--- TASKS TO COMPLETE ---
**a.** In the headphone forum thread, rewrite the stretch from "Yep, headphones, DT880s." through "a bit disappointed.", switching "DT880s" to "HD650s".
**b.** In the headphone forum thread, on which song does the poster first hear the piano problem?
**c.** Write the next part of the headphone forum thread, picking up after its final post.

Is that with headphones? I only got that in my car, and when I got a decent receiver with individual time alignment settings for each tweeter and midwoofer, it's almost completely gone; nothing like it on my headphones and home set-up (unless the noise floor is just much lower so I'm not cranking it up enough, especially with drivers right outside my ear canals).

post #23 of 191
Quote:
Originally Posted by ProtegeManiac View Post

 

Is that with headphones? I only got that in my car, and when I got a decent receiver with individual time alignment settings for each tweeter and midwoofer, it's almost completely gone; nothing like it on my headphones and home set-up (unless the noise floor is just much lower so I'm not cranking it up enough, especially with drivers right outside my ear canals).


I think Strangelove424 is referring to a recording problem dude. It would sound suboptimal through any decent rig...

post #24 of 191
Quote:
Originally Posted by ProtegeManiac View Post

 

Is that with headphones? I only got that in my car, and when I got a decent receiver with individual time alignment settings for each tweeter and midwoofer, it's almost completely gone; nothing like it on my headphones and home set-up (unless the noise floor is just much lower so I'm not cranking it up enough, especially with drivers right outside my ear canals).

 

Yep, headphones, DT880s. My speakers kind of gloss it over, but it’s still there somewhat. I hear it on Don’t Know Why on the first piano note, and it pops up a few more times throughout the album. It’s at dynamically challenging points, times she strikes down hard on the keys. Makes it sound like she’s on one of those toy pianos that has steel plates instead of strings - that is truly the best way I can describe it. In general though, that album doesn't sound well mastered or recorded to me anymore, not just the piano instrumentals. Her voice also sounds compressed and distorted on occasion. This was one of those albums that I wanted to dive into detail-wise with my headphones and when I finally got a chance to do that I was a bit disappointed.

--- DATA SUPPLIED ---

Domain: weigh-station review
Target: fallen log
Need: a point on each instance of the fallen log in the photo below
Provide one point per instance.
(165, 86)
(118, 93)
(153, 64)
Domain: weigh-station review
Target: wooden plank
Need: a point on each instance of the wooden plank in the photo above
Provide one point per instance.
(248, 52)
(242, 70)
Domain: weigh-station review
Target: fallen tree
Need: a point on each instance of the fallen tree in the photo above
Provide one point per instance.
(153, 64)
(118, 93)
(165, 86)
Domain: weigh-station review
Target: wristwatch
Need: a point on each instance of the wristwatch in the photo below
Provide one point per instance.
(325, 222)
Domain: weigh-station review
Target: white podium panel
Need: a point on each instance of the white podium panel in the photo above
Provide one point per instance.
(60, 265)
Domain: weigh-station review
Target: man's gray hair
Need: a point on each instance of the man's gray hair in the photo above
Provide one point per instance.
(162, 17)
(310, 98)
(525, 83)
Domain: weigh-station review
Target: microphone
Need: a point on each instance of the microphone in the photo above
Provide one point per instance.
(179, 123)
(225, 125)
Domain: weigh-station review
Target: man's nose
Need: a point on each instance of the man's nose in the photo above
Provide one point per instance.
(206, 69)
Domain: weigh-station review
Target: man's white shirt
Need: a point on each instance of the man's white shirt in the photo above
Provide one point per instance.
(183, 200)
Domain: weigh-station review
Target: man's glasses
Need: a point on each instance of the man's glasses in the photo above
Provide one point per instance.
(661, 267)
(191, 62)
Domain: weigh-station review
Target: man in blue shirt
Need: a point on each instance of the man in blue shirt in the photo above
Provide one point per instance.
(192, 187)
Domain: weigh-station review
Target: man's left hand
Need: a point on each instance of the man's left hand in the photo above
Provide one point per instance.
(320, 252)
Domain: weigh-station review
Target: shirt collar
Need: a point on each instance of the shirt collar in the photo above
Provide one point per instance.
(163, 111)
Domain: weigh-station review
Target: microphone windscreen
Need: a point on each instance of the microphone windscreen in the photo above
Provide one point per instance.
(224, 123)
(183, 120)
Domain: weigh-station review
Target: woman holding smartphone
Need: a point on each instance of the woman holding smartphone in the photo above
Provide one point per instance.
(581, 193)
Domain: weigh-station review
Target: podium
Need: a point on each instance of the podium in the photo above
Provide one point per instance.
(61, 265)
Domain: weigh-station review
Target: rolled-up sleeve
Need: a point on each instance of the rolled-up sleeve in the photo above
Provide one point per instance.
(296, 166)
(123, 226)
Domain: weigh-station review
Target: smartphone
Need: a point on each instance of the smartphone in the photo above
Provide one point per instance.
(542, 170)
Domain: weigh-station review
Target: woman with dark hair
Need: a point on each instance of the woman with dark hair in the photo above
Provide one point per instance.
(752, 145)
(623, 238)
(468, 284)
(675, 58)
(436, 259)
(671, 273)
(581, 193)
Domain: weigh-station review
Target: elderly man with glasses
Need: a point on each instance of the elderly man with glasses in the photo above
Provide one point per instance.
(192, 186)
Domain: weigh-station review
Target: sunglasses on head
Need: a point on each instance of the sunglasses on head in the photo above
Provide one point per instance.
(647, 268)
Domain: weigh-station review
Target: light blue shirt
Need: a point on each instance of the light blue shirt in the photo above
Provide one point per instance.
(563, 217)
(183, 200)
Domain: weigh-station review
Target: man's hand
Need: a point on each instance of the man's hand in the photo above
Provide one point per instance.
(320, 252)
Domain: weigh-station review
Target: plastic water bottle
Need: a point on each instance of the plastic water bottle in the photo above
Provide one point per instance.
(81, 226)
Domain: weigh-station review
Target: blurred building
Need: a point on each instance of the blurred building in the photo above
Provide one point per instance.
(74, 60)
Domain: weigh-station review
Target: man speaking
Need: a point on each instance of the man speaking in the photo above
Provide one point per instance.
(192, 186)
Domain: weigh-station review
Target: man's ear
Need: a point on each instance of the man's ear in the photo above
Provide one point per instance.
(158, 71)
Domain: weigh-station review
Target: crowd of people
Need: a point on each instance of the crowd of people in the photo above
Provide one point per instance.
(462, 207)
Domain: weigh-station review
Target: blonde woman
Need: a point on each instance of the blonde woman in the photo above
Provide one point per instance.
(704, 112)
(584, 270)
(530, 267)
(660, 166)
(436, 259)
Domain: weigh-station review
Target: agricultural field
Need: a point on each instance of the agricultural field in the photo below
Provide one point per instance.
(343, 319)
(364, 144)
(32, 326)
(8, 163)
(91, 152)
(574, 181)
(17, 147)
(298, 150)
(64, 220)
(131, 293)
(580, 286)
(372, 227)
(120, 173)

--- TASK ANSWERS ---
**a.**
Yep, headphones, HD650s. My speakers kind of gloss it over, but it’s still there somewhat. I hear it on Don’t Know Why on the first piano note, and it pops up a few more times throughout the album. It’s at dynamically challenging points, times she strikes down hard on the keys. Makes it sound like she’s on one of those toy pianos that has steel plates instead of strings - that is truly the best way I can describe it. In general though, that album doesn't sound well mastered or recorded to me anymore, not just the piano instrumentals. Her voice also sounds compressed and distorted on occasion. This was one of those albums that I wanted to dive into detail-wise with my headphones and when I finally got a chance to do that I was a bit disappointed.

**b.** Don't Know Why, on the first piano note.

**c.**
post #25 of 191

What makes piano sound so hard to reproduce?

The answer is harmonics.  If you double a frequency you get an octave.  A piano splits that octave into 12 steps.  If we were thinking like engineers we would split the frequency into 12 even steps or steps based on math.  Thats not what happened, when they invented the piano they realized some of the 12 steps sounded really bad when made even in terms of frequency. (HZ). They tried to play music like this for a while, its called even temperment and sounds horrible to our ears. 

 

PULL UP, reweind, for example if I call A 440HZ the octave up is 880Hz and all the notes in between fall in that range, you would think at a consistent rate.

 

So in the baroque period or about then musicians invented what we call the "well tempered" scale.  This means that the difference in HZ between each of these 12 steps is not equal, not in proportion or linear ratio.   Now think about that and think about how much more complex this makes the entire harmonic spectrum compared to an instrument that gets to play one note at a time at one frequency.  Pianos have to have all the notes sounding correct through all the octaves yet the octaves are split unevenly, i.e. there is more difference in HZ between some half steps than others. (a half step is the distance to the next closest key)

 

So an interval on a piano is not exactly correct in terms of HZ.  Its tuned by ear.  Some of the 12 even steps are Larger than others.  Just imagine the harmonic complexity, now add chords!

 

The piano is a beast and a great instrument to study sound and music theory and where they clash.  If you are someone who thinks in HZ you should really look into this.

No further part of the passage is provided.